**EXTRACTED TEXT**
--- Begin ---
Mount Cole State Forest – Beeripmo Walk

Back in Oz, within a few weeks of the day to day grind we had a hankering for some more bush. Luckily, public holiday season was still in full swing, with ANZAC day just around the corner. The search was then on for a nice and achievable multi-day hike within a few hours of Melbourne.

I looked into trying out the newly open first section of the Grampians Peaks Trail, however a lack of foresight and organisation meant there were no remaining hike-in sites available for booking on our preferred day. No doubt this will be one to return to!

Alas our plans were not to be defeated, as I came across the Beeripmo trail, a 2-day hike that can be reached around 2-2.5 hours from Melbourne. The hike makes a loop around the lesser known Mount Cole State Forest and the Mt Buangor State Park, with a total distance of 21km to be covered. It is touted as a great option for those who have some bushwalking experience but are new to multi day hikes, a box we largely fell into having only a few such hikes under our belt.

We packed our bags with all the gear required for an overnight hike (future post about packing to come) and chowed down some breakfast. Our halfway stop was to be Ballarat, where special mention must be made for the lunch spot we stumbled upon. Round the Way Bagels is found on 30 Main Road Ballarat, tucked next to some other bars and antique shops. We opted for a Brooklyn and a Saganaki Bagel, some wedges and an iced coffee shake, all of which were perfectly proportioned, seasoned and sauced. The bagels themselves found the sweet spot between crisp and soft. Next time you make a stop in Ballarat be sure to drop by and fuel up.
--- End ---
**DATASET ENTRIES**
--- Begin ---
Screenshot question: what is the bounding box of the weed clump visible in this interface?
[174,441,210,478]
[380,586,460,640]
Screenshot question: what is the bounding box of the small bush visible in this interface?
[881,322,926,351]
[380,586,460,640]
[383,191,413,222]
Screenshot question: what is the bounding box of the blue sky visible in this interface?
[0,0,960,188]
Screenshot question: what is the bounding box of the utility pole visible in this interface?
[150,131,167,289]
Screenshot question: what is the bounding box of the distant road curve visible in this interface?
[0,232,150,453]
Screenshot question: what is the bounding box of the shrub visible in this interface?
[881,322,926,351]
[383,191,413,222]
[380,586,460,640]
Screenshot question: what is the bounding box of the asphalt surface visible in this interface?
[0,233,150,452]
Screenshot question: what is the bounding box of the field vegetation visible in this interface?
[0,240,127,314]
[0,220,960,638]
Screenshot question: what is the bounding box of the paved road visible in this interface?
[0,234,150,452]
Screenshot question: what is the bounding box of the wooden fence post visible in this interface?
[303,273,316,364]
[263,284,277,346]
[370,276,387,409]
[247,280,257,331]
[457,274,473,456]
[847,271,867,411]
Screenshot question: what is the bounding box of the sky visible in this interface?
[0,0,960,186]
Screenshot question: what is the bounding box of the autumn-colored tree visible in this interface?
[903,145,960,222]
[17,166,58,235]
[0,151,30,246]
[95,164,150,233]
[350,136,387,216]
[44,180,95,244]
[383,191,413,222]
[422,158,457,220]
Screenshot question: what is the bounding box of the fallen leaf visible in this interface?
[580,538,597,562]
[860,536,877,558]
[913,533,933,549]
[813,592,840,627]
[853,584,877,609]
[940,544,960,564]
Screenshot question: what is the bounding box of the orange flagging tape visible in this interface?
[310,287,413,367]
--- End ---
--- Begin ---
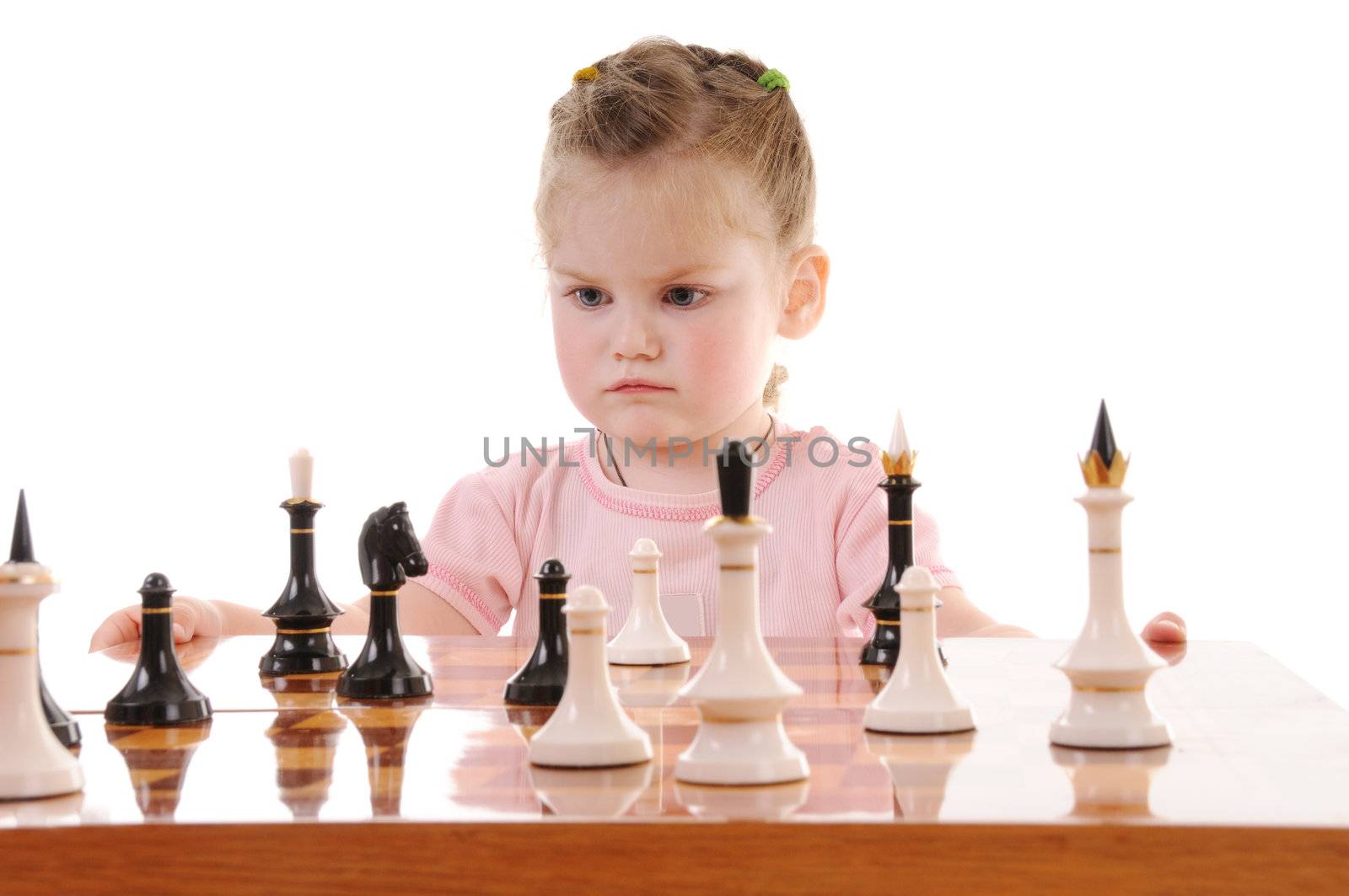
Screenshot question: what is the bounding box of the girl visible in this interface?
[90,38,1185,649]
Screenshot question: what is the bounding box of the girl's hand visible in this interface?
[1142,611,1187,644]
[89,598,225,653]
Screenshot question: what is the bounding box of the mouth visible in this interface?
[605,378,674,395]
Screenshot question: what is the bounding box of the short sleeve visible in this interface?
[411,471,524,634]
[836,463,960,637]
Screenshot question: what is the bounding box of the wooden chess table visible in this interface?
--- End ---
**TASK PROMPT**
Please extend the Beeripmo Walk trip account, picking up right after its last sentence about stopping in Ballarat. The listing has nothing to do with what is asked here.

**ANSWER TO THE EXERCISE**
Appetites whetted, we pushed on. Intending to arrive around 2pm, our plans were thwarted by the Western Highway. Extensive roadworks meant twice our GPS did not recognise roads or sent us off on roads that had long been closed. We eventually made it however after taking a ridiculous route through slim fire access tracks from the other side of the forest. The result was that we had only 2.5 hours to complete the first day’s walk (recommended 4 hours) before sunset. With this in mind, we set off quickly, the beginning of the track well signed from Richards Campground, wishing we were the kind of people who had left home before 9.

It was in the first stage of the hike, a steady climb up the small cascades of Raglan Falls, that I felt the uncomfortable twist of something in my back. Poor posture and a pack harking from the dark ages had seemed to combine to create a huge knot. I stretched and made adjustments to make things slightly more comfortable, but without much time to rest, I opted to push through the pain and made a mental note to look into getting myself a new pack.

We made it up the top off the falls, finding less waterfall, more semi impressive lookout over the valley below. The climb had taken us 20 minutes, which meant we were tracking at around 1/3 of the recommended time – we would need to pick up the pace to make it to the Beeripmo hiker’s campground without needing to call upon our head torches.


The next stage of the hike, up ‘Cave Hill’ continued to climb, albeit a little less steeply, and the vegetation began to change gradually from the ferny valleys to a more sub-alpine landscape. It was during this stage that we began to realise the perks of starting our hike towards dusk, with swarms of wallabies watching us throughout the walk but managing to hop away just before our cameras were able to snap them on nearly every occasion.

As you start to approach the top of Cave Hill, you will be treated to the first of Beeripmo’s spectacular views across the Western Plains of Victoria into Langi-Ghiran (lar-ne-jeering in the local Djab Wurrung language) and the Grampians. The approach of sunset and late afternoon light gave the view a nice hazy quality and the absolutely ideal clear weather worked in our visual favour.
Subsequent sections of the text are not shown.